> _Short exercise_:
What follows is a set of entries. Give them again exactly, without the pictures.

(Data entries)
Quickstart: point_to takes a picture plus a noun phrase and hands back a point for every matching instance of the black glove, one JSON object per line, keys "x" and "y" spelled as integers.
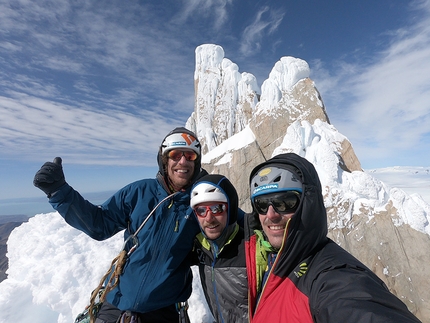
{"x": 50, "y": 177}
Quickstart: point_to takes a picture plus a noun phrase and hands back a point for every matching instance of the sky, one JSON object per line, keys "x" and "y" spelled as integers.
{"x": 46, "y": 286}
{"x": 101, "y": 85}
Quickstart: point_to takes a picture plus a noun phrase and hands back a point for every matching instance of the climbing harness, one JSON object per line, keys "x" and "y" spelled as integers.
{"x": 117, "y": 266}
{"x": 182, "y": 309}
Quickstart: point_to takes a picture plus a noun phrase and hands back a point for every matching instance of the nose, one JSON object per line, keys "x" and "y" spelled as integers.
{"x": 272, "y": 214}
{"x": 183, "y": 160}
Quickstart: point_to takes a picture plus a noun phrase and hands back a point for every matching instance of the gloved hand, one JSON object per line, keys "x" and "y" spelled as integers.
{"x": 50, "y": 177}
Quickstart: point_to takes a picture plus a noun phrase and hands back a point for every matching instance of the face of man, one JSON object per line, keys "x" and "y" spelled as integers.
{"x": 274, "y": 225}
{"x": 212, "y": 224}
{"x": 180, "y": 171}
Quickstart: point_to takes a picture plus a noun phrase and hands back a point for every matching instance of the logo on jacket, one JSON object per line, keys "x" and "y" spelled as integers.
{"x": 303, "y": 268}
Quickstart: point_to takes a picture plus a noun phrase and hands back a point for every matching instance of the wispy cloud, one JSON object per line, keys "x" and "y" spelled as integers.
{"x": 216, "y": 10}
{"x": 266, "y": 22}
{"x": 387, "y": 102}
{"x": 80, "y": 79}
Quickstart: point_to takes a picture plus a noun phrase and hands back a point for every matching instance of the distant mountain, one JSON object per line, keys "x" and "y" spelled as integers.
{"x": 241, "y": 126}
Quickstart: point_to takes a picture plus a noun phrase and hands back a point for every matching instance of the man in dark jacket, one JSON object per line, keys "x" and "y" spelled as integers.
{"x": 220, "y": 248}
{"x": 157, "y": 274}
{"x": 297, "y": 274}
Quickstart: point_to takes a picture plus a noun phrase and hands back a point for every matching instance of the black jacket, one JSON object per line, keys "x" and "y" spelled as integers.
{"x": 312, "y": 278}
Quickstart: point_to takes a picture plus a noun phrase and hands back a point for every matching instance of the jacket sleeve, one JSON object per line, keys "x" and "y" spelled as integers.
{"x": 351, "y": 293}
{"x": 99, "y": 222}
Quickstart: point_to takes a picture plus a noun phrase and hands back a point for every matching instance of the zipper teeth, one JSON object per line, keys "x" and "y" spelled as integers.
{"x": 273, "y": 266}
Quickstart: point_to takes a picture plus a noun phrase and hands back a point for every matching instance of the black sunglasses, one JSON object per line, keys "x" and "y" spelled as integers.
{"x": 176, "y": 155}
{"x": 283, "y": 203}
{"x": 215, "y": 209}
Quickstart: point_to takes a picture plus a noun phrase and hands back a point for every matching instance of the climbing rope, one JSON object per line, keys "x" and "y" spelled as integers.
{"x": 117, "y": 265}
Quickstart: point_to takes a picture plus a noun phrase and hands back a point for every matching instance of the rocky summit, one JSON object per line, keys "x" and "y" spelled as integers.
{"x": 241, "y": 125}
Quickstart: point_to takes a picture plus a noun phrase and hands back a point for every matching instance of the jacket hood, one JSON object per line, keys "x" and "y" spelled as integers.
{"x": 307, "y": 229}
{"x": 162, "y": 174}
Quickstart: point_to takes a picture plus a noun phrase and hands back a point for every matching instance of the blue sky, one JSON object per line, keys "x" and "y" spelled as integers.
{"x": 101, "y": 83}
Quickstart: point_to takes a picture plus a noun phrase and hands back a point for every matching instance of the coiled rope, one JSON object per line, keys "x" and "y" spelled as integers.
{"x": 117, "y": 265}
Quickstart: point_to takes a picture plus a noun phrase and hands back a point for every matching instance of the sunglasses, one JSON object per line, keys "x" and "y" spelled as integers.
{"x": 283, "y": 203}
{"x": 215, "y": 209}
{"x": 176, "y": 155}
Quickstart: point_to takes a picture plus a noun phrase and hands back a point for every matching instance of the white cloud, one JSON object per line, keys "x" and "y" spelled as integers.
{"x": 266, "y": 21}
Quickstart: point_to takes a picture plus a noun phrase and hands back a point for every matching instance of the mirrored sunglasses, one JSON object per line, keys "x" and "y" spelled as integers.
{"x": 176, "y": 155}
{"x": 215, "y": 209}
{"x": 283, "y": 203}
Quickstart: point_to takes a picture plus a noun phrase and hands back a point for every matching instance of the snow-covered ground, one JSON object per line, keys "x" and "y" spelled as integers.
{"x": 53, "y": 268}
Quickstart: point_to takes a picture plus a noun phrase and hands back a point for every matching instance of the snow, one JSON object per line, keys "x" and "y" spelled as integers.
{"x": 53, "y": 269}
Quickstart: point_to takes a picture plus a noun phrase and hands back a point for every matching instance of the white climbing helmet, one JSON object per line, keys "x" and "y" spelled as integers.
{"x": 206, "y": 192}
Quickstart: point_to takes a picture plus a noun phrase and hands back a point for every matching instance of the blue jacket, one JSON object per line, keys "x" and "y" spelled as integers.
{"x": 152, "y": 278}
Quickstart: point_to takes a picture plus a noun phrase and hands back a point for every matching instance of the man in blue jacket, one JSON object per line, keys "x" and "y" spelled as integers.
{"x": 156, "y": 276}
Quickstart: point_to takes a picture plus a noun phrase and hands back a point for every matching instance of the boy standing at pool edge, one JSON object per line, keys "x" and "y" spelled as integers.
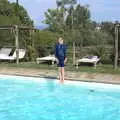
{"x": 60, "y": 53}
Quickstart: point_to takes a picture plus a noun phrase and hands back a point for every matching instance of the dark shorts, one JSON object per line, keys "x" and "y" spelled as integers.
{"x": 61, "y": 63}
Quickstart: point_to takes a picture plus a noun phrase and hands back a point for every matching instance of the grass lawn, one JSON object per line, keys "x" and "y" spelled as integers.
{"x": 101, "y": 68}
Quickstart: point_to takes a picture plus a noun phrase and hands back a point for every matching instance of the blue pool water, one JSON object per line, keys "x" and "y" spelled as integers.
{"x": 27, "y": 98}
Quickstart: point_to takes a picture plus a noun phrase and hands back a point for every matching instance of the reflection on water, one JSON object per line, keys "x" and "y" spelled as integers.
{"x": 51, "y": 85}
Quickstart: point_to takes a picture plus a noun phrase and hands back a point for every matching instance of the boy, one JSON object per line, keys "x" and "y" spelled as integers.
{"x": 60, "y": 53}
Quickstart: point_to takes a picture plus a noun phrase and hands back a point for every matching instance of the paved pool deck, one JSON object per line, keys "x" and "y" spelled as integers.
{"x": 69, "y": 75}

> _Solution_:
Quickstart: point_to takes a picture plus a noun phrase and hands back a point for every matching instance of the black glove, one JSON object per line, keys "x" and "y" spelled as integers.
{"x": 50, "y": 177}
Quickstart: point_to takes a picture plus a noun phrase and hands back a point for every matching instance of the sky, one JSON object per line, keys "x" and "y" spelled as integers.
{"x": 46, "y": 286}
{"x": 101, "y": 85}
Quickstart: point_to takes a picture plus a noun phrase and hands back a point for every matching instance of the climbing harness, one JSON object per line, keys "x" and "y" spelled as integers.
{"x": 117, "y": 266}
{"x": 182, "y": 309}
Quickstart: point_to takes a picture plus a noun phrase and hands back a point for every matching instance of the nose, one JSON object per line, keys "x" and "y" spelled as integers.
{"x": 272, "y": 214}
{"x": 183, "y": 160}
Quickstart: point_to takes a picture plus a noun phrase and hands back a point for every matching instance of the gloved hand, one JSON object per line, keys "x" and "y" spelled as integers.
{"x": 50, "y": 177}
Quickstart: point_to takes a picture plus a noun phrase and hands back a point for every matching instance of the face of man, one JSON object per line, keys "x" and "y" spelled as integers.
{"x": 274, "y": 225}
{"x": 212, "y": 224}
{"x": 180, "y": 171}
Quickstart: point_to takes a picture plus a noun phrase and hands back a point for every matching instance of the logo on jacket, one JSON object per line, keys "x" and "y" spelled as integers.
{"x": 303, "y": 268}
Quickstart: point_to takes a picture plus a noun phrase and hands back a point for every matching instance of the wispy cloud, one JSON object per line, keys "x" and "y" spelled as integers.
{"x": 216, "y": 10}
{"x": 266, "y": 22}
{"x": 387, "y": 102}
{"x": 80, "y": 79}
Quickstart: point_to takes a picture plus a noun phrase and hands back a point for every matching instance of the distant mountain, one JSON object per line, keys "x" and "y" spelled as integers.
{"x": 241, "y": 126}
Quickstart: point_to takes a picture plus a noun phrase and hands back a point for every matching instance of the man in dark jacket, one JSON object per line, keys "x" and "y" spelled as integers.
{"x": 220, "y": 248}
{"x": 157, "y": 274}
{"x": 297, "y": 274}
Quickstart: point_to takes a picture plus a noun phrase and hands back a point for every matching instance of the black jacket, one JSON object per line, keys "x" and "y" spelled as integers.
{"x": 312, "y": 278}
Quickstart: point_to takes a picture plus a noun phrase and hands back a point for every matching instance of the jacket sleeve, one JSON object per line, keys "x" and "y" spelled as integers.
{"x": 351, "y": 293}
{"x": 99, "y": 222}
Quickstart: point_to takes a picture plus a noun phrase and hands back a point for every matching instance of the zipper teeth, one JSON object per line, keys "x" and "y" spelled as integers.
{"x": 273, "y": 266}
Quickstart: point_to takes a picture plus a noun phrase and hands back a point for every matching instance of the black sunglasses, one JSON object per line, keys "x" and "y" spelled as integers.
{"x": 176, "y": 155}
{"x": 283, "y": 203}
{"x": 215, "y": 209}
Quickstart: point_to takes a picture plus a noun phrase and hands back a point for every matching instance of the climbing rope, one JSON object per line, keys "x" and "y" spelled as integers.
{"x": 117, "y": 265}
Quickstart: point_to takes a picture plus a noun phrase and hands back a point for every matching instance of the rocky summit, one JSON object per line, keys "x" and "y" spelled as integers.
{"x": 241, "y": 125}
Quickstart: point_to takes a picture plus a noun phrase and hands back a point for every matching instance of the jacket hood, one JSON object per line, keys "x" and "y" spelled as integers.
{"x": 307, "y": 229}
{"x": 162, "y": 174}
Quickstart: point_to takes a picture plus a noun phrase and hands back a point for every matching instance of the blue sky, one JSON object per line, keys "x" and "y" spelled as integers.
{"x": 101, "y": 83}
Quickstart: point_to takes a picture plus a noun phrase and hands back a point for every matching instance of the coiled rope, one JSON object per line, keys "x" and "y" spelled as integers.
{"x": 117, "y": 265}
Quickstart: point_to takes a picture plus a noun phrase and hands back a point for every matching instance of the sunglasses, one JSON object per line, keys "x" and "y" spelled as integers.
{"x": 283, "y": 203}
{"x": 215, "y": 209}
{"x": 176, "y": 155}
Quickstart: point_to takes a picture plus a noun phrase and hands back a point for every matching instance of the white cloud, one JSON object per line, keys "x" and "y" spelled as integers.
{"x": 266, "y": 21}
Quickstart: point_to takes a picture plus a noun phrase and hands back a point for every matching instance of the mirrored sunglasses, one JSON object per line, keys "x" and "y" spelled as integers.
{"x": 176, "y": 155}
{"x": 215, "y": 209}
{"x": 283, "y": 203}
Quickstart: point_to takes a picture plus a noun phrase and hands back a point for every matching instance of the snow-covered ground, one JSON object per line, keys "x" and "y" spelled as integers.
{"x": 53, "y": 268}
Quickstart: point_to takes a picture plus a noun phrase and hands back a point for every matching instance of the snow, one JSON object per line, keys "x" and "y" spelled as integers.
{"x": 53, "y": 269}
Quickstart: point_to takes a picture plus a noun phrase and hands back a point for every matching instance of the white climbing helmet, one JSON object per line, keys "x" and "y" spelled as integers.
{"x": 206, "y": 192}
Quickstart: point_to takes a picture plus a noun phrase and hands back a point for every matching instance of the blue jacket, one JSON object per line, keys "x" and "y" spelled as integers.
{"x": 152, "y": 278}
Quickstart: point_to takes a picture plus a noun phrase and hands back a point for every matching instance of the man in blue jacket, one JSON object per line, keys "x" and "y" spelled as integers.
{"x": 156, "y": 276}
Quickstart: point_to takes a picture plus a noun phrase and hands back a point for every matching instance of the boy standing at pool edge, one JSON object per line, keys "x" and "y" spelled as integers.
{"x": 60, "y": 53}
Quickstart: point_to takes a picture plus a noun phrase and hands back a point for every matching instance of the dark shorts, one JSON object per line, keys "x" and "y" spelled as integers.
{"x": 61, "y": 63}
Quickstart: point_to takes a picture plus a noun phrase and hands back a point for every matching instance of the grass lawn, one JSON object per line, keys "x" and "y" spelled as integers.
{"x": 101, "y": 68}
Quickstart: point_to takes a picture plus a noun phrase and hands back a point for every matching instance of the blue pool water, one JSON object per line, keys "x" and "y" spelled as integers.
{"x": 27, "y": 98}
Quickstart: point_to takes a picture plus a noun phrase and hands back a point for every matching instance of the reflection on water, one JSON object per line, keys "x" and "y" spelled as integers.
{"x": 51, "y": 85}
Quickstart: point_to takes a picture plus a noun phrase and hands back a point for every matching instance of the boy, one JSON object per line, keys "x" and "y" spelled as integers.
{"x": 60, "y": 53}
Quickstart: point_to takes a picture plus a noun phrase and hands back a point for every matching instance of the paved pool deck, one JSON object per line, keys "x" and "y" spelled as integers.
{"x": 69, "y": 75}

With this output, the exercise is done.